- **CONSIGNE**:
D'après l'extrait sur le marketing du tabac, en quel mois et en quelle année le ministère de la Santé a-t-il lancé le « Moi(s) sans tabac » ?

Le marketing du tabac a-t-il consumé toutes ses cartouches ?
Des années 1930 à nos jours, les industriels du tabac ont rivalisé d’imagination pour rendre la cigarette attractive. Mais depuis les années 1990 et l’interdiction des publicités vantant ce produit nocif pour la santé, la donne se complique. D’autant que les campagnes de prévention du tabagisme se montrent de plus en plus offensives, à l’image du « Moi(s) sans tabac » lancé en novembre 2016 par le ministère de la Santé.
Comme le fait remarquer Karine Gallopel-Morvan, maître de conférences en marketing social à l’Ecole des hautes études en santé publique (EHESP), ce défi collectif reposant sur une vaste opération de marketing social constitue une première en France. Le 25 octobre dernier, elle donnait une conférence à Audencia Sciencescom sur le thème suivant : « marketing des industriels du tabac : formes et effets sur le tabagisme ». Nous y étions.

- **DONNÉES FOURNIES**:
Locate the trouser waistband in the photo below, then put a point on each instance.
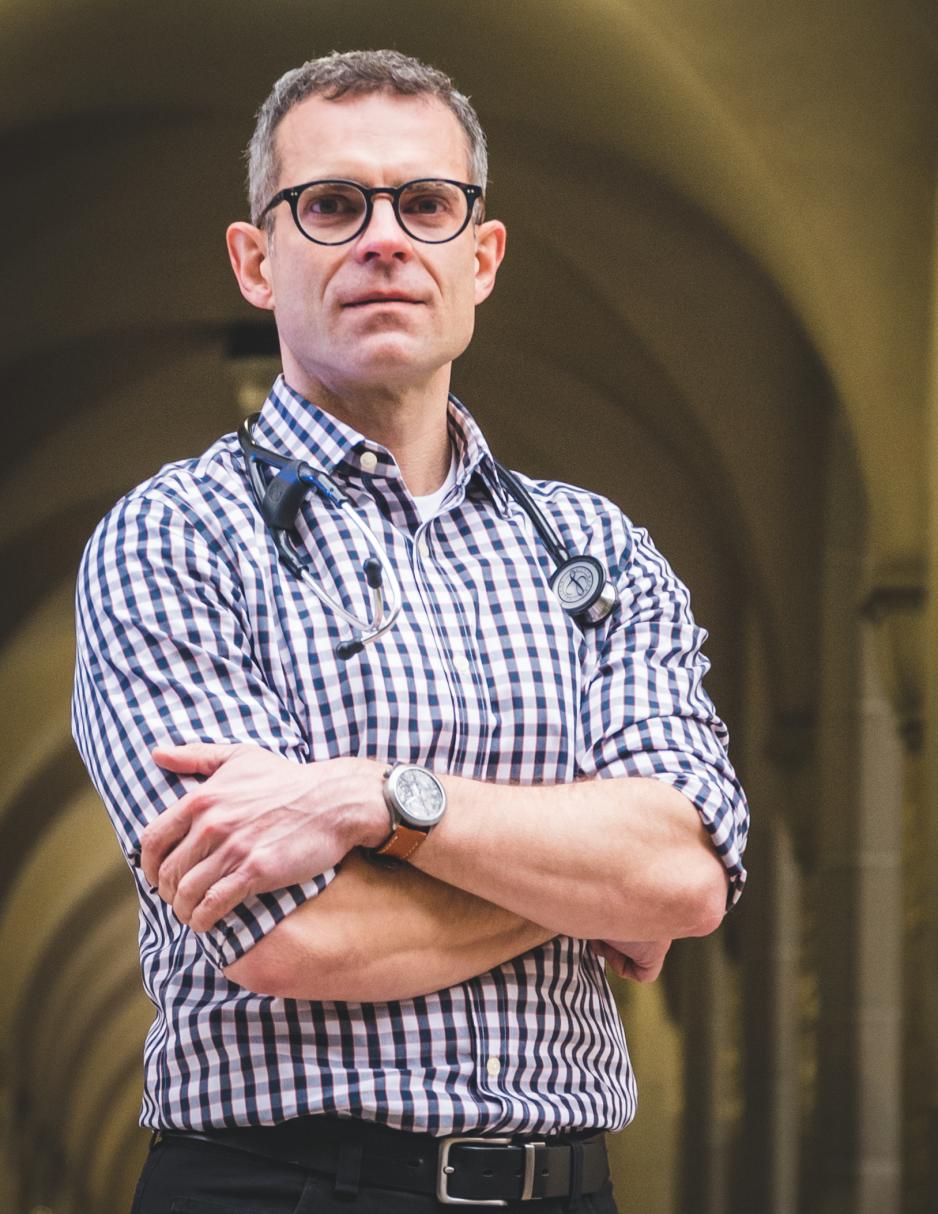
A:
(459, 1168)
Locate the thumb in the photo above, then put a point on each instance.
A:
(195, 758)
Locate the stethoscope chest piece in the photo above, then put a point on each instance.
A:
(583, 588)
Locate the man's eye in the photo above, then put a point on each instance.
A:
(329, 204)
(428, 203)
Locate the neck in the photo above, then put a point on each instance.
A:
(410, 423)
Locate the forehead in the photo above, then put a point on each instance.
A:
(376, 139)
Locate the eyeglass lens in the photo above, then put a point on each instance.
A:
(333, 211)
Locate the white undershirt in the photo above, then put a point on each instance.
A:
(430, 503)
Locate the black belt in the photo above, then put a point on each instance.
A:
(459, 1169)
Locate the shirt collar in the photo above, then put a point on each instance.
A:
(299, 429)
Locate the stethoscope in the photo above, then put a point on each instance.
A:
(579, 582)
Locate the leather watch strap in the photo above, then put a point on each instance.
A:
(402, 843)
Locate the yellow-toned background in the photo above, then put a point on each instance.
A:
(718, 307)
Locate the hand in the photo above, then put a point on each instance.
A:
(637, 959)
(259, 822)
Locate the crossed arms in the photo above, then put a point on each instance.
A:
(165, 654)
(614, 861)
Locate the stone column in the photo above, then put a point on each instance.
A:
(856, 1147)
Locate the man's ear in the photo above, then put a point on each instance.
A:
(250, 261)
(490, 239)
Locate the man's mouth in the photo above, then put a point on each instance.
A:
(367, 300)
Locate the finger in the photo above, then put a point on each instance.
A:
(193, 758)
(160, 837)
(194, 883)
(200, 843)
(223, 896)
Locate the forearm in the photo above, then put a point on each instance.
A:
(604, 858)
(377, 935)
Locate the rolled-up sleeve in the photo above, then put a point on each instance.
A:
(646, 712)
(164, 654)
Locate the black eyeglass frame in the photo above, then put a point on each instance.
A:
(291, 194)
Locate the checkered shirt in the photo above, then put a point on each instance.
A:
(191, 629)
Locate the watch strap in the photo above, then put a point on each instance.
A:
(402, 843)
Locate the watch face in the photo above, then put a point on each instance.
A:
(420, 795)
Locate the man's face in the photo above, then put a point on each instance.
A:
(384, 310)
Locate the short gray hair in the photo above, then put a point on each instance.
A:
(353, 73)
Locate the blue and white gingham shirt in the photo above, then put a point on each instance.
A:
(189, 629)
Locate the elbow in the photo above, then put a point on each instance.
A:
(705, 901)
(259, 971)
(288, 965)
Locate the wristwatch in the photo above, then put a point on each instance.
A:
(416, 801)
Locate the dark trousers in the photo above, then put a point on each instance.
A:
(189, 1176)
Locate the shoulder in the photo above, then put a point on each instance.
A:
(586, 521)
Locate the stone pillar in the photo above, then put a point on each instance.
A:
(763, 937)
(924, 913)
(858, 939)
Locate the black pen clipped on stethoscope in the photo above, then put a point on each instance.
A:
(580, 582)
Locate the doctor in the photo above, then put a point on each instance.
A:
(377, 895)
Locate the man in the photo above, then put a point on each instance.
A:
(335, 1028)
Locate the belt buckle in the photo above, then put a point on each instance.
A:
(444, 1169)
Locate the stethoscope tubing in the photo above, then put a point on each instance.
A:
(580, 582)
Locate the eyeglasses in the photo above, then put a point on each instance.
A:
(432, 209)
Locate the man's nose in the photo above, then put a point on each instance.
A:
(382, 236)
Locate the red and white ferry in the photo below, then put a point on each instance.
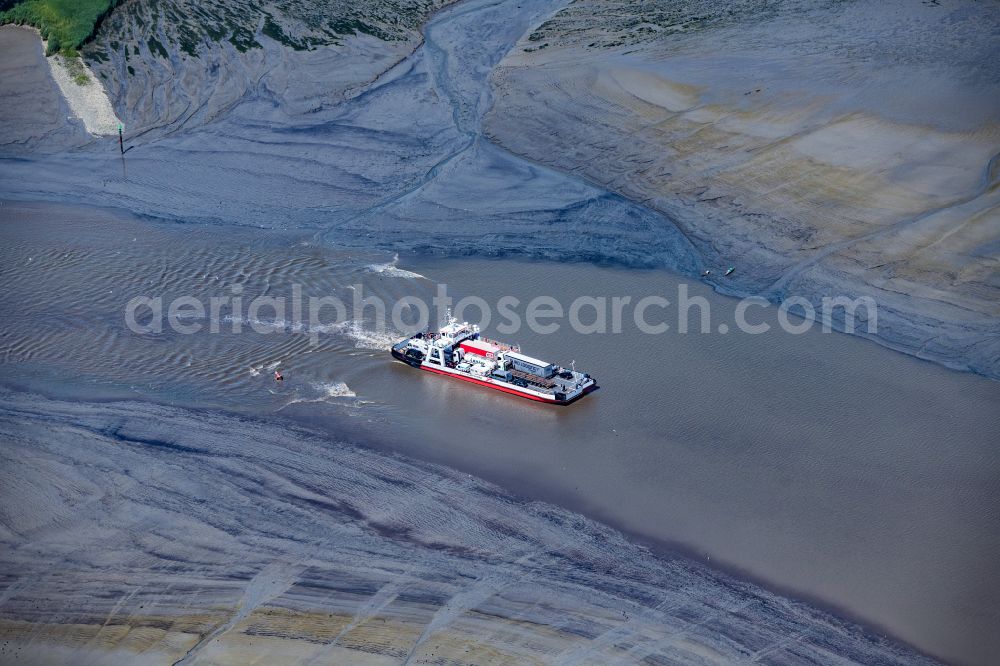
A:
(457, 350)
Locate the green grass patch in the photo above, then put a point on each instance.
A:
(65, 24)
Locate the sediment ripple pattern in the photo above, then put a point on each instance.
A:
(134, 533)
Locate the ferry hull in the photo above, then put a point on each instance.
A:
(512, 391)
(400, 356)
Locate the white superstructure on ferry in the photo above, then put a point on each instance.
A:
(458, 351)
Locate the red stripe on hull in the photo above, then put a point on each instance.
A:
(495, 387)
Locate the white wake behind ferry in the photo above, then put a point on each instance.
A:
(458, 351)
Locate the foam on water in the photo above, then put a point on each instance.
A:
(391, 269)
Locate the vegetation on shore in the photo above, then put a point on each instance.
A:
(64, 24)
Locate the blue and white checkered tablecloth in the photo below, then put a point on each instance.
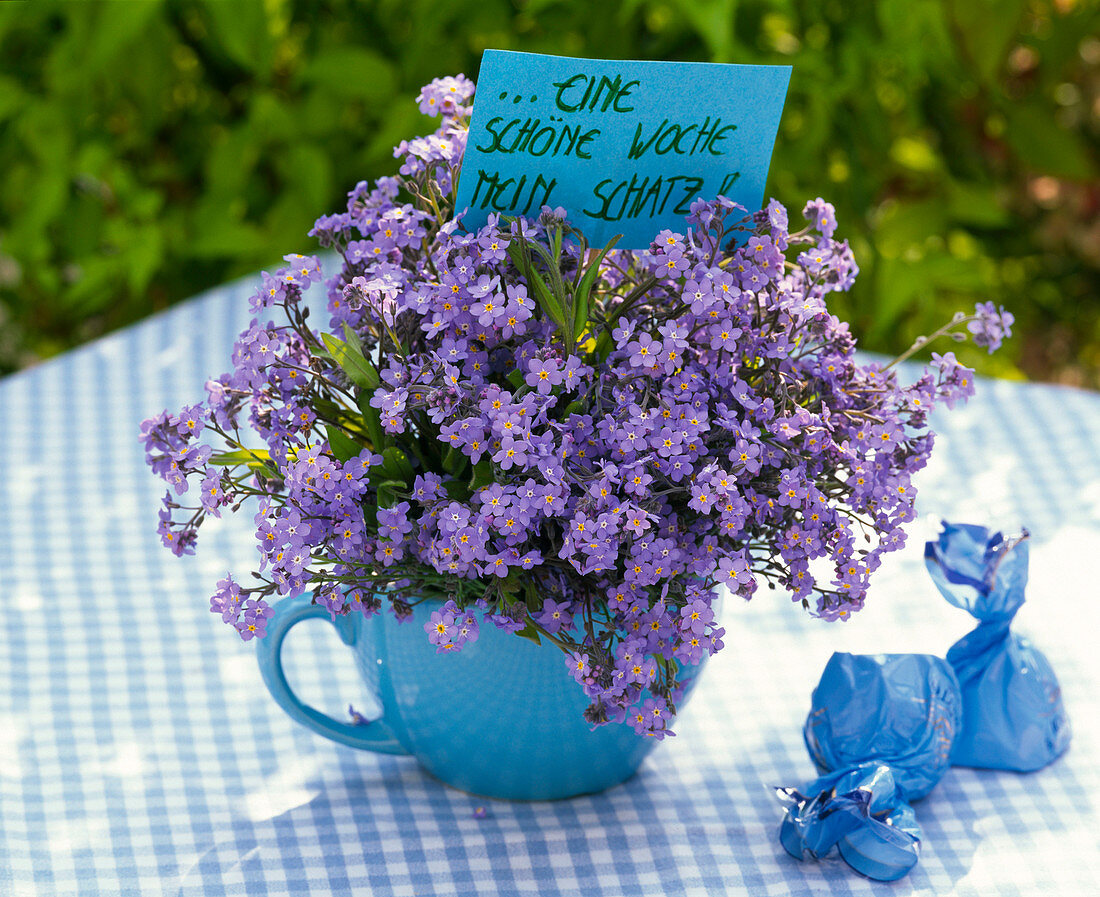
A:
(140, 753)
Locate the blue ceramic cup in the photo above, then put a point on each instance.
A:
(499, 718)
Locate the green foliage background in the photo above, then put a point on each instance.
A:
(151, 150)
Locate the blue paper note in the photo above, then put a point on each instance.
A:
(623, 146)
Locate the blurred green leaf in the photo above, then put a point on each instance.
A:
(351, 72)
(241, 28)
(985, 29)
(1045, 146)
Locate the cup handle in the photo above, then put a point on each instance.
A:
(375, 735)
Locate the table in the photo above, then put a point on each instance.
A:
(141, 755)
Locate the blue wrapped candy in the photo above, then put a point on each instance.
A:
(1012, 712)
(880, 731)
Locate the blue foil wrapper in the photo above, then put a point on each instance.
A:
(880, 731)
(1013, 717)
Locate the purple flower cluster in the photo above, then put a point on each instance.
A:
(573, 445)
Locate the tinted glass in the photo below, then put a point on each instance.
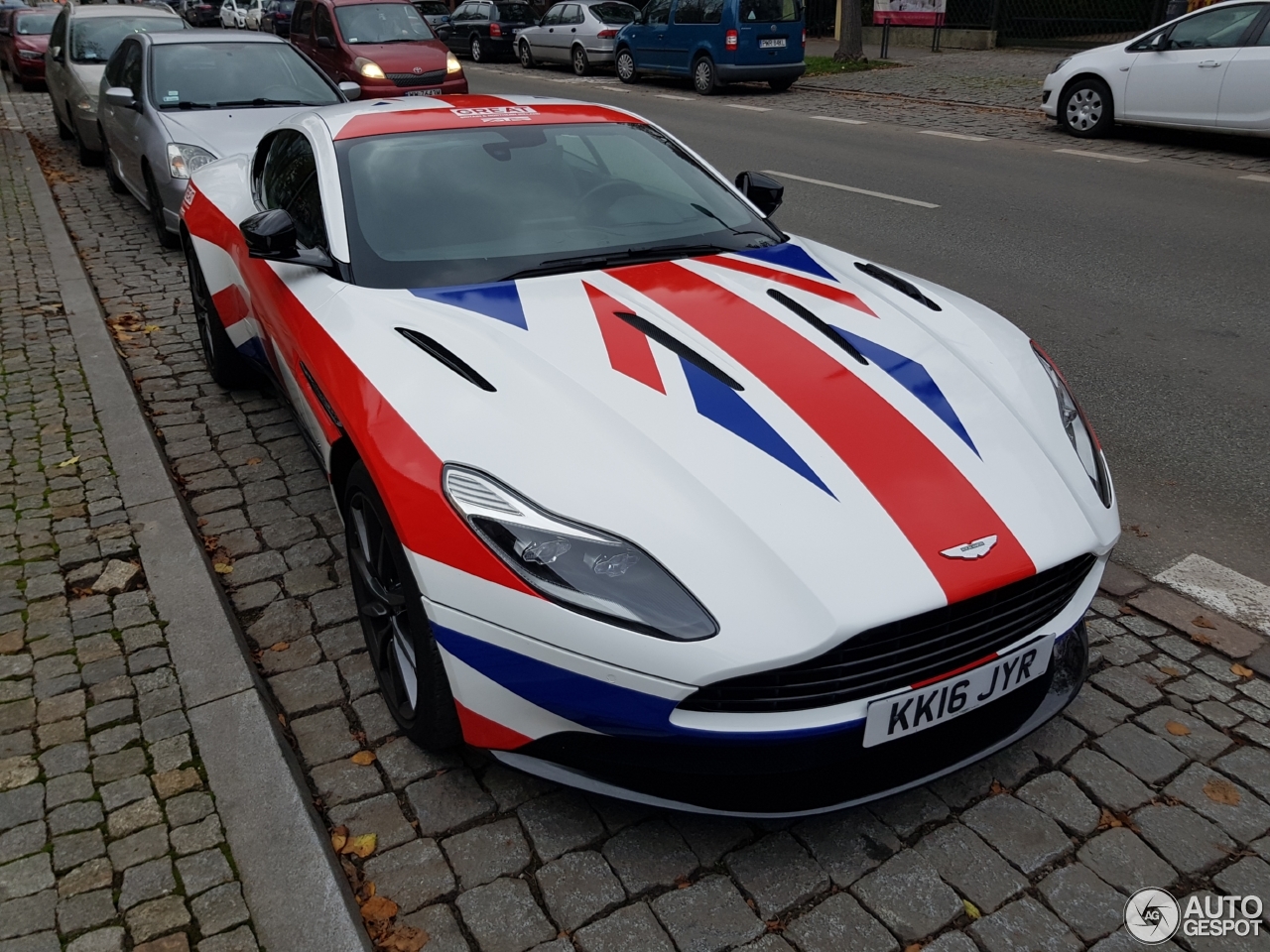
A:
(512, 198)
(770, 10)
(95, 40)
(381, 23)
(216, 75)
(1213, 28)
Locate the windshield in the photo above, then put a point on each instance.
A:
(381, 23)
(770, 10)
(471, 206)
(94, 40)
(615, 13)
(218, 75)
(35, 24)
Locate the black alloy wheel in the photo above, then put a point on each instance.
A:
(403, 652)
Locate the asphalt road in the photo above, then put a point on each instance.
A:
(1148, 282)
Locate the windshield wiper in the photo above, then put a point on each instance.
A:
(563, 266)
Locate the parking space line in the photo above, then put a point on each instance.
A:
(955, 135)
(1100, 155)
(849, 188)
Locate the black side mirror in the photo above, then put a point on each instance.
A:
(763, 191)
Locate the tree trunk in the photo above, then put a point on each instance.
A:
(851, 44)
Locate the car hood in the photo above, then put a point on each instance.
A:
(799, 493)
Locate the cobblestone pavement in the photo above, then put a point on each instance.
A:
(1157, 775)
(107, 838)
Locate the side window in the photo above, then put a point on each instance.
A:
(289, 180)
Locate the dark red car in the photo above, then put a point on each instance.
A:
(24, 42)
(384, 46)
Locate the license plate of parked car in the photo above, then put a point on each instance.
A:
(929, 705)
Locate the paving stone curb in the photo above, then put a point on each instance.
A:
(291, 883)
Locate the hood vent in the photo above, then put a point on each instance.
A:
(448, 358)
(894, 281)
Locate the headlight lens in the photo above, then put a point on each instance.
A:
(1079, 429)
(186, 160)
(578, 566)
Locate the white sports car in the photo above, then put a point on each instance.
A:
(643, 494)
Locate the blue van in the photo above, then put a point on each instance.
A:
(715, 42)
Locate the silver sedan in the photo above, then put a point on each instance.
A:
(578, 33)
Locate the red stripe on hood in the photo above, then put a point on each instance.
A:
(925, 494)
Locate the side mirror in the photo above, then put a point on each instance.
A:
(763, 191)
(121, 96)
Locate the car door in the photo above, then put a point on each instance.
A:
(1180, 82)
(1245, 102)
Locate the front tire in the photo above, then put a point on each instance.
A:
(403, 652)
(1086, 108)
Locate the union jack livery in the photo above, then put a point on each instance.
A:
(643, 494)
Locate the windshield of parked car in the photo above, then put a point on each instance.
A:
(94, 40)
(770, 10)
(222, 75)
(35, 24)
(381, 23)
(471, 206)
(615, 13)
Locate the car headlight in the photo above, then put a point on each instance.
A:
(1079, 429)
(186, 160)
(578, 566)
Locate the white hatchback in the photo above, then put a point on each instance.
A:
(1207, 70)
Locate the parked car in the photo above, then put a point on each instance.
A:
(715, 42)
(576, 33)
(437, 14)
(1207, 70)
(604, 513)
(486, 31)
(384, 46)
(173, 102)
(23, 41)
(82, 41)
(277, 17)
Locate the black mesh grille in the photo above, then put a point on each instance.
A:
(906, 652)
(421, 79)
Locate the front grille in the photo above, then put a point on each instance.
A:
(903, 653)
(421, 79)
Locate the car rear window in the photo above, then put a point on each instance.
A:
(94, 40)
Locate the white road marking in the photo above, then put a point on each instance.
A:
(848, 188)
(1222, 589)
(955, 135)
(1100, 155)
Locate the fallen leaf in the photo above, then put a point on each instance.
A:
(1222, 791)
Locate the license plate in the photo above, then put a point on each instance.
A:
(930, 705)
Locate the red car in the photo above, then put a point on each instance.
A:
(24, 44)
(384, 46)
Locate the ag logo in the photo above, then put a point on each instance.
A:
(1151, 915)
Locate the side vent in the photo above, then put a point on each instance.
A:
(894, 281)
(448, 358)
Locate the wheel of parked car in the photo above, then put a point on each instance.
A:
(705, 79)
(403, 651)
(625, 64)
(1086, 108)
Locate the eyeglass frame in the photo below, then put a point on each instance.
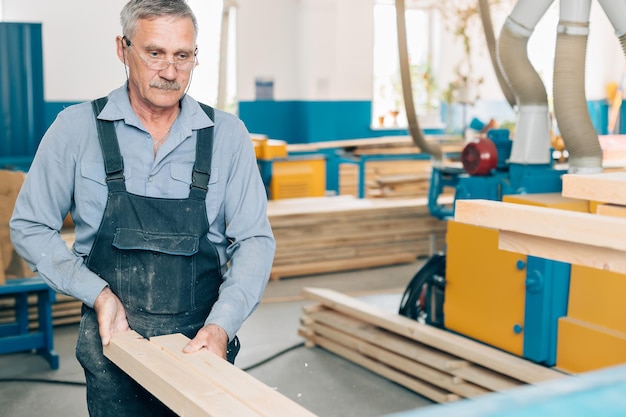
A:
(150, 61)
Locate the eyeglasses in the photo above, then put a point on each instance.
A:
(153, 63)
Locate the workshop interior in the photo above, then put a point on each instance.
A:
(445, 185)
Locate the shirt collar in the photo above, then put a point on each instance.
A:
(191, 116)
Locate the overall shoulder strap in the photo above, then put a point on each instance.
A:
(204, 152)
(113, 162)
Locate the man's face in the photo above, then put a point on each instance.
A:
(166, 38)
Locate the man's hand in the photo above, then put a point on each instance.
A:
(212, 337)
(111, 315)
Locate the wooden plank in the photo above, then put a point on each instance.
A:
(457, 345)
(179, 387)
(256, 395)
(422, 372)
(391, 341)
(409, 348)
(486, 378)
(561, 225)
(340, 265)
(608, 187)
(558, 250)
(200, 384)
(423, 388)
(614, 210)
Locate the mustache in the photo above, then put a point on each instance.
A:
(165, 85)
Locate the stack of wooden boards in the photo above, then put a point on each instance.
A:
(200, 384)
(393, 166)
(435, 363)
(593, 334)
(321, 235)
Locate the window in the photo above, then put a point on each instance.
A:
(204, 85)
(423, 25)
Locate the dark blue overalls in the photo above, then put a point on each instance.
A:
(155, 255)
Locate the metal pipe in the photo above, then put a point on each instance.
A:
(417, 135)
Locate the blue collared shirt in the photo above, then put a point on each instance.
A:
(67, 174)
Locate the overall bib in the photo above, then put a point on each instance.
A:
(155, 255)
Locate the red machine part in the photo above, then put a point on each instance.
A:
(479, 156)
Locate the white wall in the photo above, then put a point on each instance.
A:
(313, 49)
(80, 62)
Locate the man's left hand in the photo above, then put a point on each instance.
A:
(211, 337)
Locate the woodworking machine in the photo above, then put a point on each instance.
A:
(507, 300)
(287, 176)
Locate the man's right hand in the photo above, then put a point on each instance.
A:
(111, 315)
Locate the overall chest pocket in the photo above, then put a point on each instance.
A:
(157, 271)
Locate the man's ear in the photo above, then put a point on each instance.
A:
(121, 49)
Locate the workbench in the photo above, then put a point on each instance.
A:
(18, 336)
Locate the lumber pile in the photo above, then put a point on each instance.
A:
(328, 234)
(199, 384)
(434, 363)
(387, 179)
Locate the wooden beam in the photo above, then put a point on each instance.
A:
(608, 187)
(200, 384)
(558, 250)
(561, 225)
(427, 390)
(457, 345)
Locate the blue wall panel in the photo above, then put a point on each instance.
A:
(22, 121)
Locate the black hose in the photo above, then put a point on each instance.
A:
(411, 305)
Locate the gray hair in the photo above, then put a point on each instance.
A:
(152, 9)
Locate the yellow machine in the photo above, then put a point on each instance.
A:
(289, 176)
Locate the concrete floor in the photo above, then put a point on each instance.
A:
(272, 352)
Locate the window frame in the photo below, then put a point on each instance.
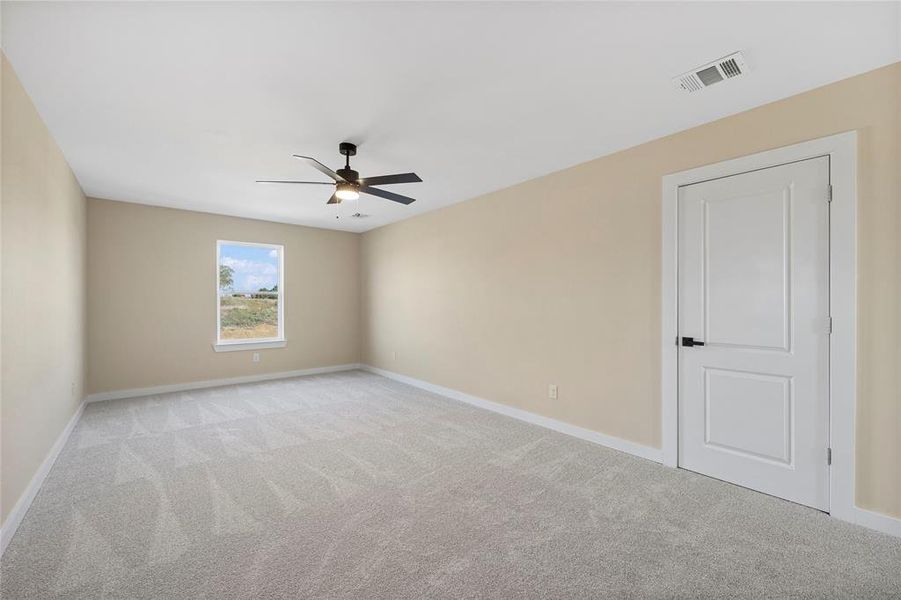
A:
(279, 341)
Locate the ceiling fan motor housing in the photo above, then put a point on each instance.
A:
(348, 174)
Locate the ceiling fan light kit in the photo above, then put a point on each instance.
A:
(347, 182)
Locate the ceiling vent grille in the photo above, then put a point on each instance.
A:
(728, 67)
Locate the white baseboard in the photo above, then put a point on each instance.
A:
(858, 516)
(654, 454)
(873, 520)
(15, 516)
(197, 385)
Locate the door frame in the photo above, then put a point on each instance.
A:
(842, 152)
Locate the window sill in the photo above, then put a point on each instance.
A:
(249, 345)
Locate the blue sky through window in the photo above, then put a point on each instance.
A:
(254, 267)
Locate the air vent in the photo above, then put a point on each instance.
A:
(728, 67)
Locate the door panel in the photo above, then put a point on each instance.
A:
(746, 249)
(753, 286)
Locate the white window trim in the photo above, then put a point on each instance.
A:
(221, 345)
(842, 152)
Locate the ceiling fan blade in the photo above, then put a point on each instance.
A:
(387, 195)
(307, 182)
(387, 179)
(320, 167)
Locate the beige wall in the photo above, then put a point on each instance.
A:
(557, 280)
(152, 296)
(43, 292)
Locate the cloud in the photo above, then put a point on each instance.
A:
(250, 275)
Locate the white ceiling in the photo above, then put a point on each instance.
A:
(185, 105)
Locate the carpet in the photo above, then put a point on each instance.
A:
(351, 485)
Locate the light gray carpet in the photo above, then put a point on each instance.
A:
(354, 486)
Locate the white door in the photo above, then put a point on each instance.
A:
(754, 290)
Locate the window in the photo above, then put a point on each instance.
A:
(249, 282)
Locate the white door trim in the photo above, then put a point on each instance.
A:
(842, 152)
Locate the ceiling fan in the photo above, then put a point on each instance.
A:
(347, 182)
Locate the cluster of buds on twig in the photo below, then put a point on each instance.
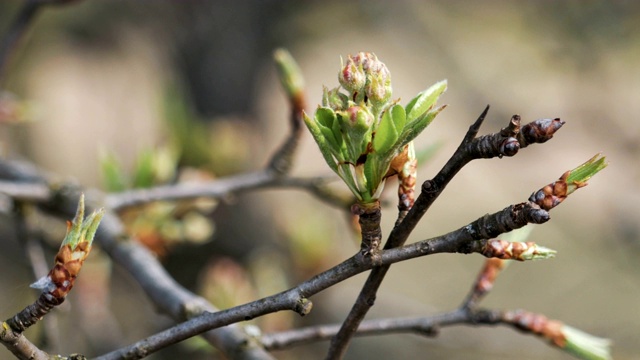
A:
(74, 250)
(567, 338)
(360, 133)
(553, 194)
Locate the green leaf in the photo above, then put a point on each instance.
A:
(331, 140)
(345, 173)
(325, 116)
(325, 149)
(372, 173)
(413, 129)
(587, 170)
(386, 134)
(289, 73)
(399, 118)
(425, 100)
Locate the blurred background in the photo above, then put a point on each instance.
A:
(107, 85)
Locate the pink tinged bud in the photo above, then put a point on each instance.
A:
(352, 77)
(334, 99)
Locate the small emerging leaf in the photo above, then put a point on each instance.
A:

- **CORRIGÉ**:
En novembre 2016.